> _Task list_:
A) Decide whether each statement below agrees with the passage on pantothenic acid. Answer yes or no for each and quote the deciding words of the passage.
(i) The name of the vitamin comes from a Greek root meaning "everywhere."
(ii) The body converts vitamin B5 into ATP.
(iii) The supplement described is 92% pantothenic acid and 8% calcium.
B) According to the passage on pantothenic acid, which cycle of energy production is vitamin B5 involved in?
C) Resume the passage on pantothenic acid after its final sentence.

> _Passage shown_:
........
What Is It?
And Where Does It Come From?
Pantothenic acid, or vitamin B5, is very plentiful in many of the foods we eat, and is found in all living things. In fact, scientists derived its name from the Greek root "panthos," which means "everywhere."
Most grains, vegetables, and meats contain pantothenic acid, as well as liver, yeast, salmon, eggs, and dairy products. It is also available as a high quality 92% pantothenic acid, 8% calcium enriched supplement from Bodybuilding.com.
What Does It Do?
And What Scientific Studies Give Evidence To Support This?
In addition to being involved in the Krebs cycle of energy production, Vitamin B5 is involved in the production of red blood cells and adrenal hormones. The body converts it to a catalyst called coenzyme A. This catalyst is very critical to energy production in the body. Vitamin B5 works with the other B vitamins to help in the ATP making process. It is ATP that accelerates the cells in the body, giving them the energy to run on. According to studies, vitamin B5 may reduce cholesterol levels and lower triglycerides in the body, additionally. Abnormalities in cells caused by diabetes have also been found to occur less frequently when vitamin B5 is supplemented. Experiments have also show that it could help with Rheumatoid arthritis.
........
> _Dataset content_:
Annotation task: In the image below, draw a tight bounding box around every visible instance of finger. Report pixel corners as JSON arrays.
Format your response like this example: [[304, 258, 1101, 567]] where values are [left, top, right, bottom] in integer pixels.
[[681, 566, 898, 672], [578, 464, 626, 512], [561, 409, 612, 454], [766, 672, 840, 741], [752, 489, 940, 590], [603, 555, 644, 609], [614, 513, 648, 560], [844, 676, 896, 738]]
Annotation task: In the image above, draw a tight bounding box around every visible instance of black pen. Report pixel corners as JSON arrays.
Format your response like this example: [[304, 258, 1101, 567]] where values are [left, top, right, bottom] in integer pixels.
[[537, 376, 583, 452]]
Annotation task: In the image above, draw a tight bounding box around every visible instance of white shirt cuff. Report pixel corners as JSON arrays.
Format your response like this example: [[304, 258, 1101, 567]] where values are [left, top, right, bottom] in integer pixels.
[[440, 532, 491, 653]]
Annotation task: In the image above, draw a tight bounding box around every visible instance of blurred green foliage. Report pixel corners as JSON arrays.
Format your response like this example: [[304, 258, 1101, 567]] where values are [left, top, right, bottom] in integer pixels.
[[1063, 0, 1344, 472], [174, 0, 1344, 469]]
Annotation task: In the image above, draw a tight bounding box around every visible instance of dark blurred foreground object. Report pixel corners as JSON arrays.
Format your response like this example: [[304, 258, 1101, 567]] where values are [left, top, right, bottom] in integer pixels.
........
> _Written responses_:
A)
(i) Yes: "scientists derived its name from the Greek root "panthos," which means "everywhere.""
(ii) No: "The body converts it to a catalyst called coenzyme A."
(iii) Yes: "92% pantothenic acid, 8% calcium enriched supplement"

B) The Krebs cycle.

C)
Who needs it?
And what are some symptoms of deficiency?
Having a high level of energy is important to bodybuilders as athletes and just about anyone who is trying to get in shape! Although no one is usually deficient of Vitamin B5, supplementation can help people who have high cholesterol, high triglycerides, and/or rheumatoid arthritis.
How much should be taken?
Are there any side effects?
Between 10 and 20 mg of Vitamin B5 is a sufficient amount and would not cause any side effects. Even if vitamin B5 is consumed in very large quantities, the worst result would be diarrhea.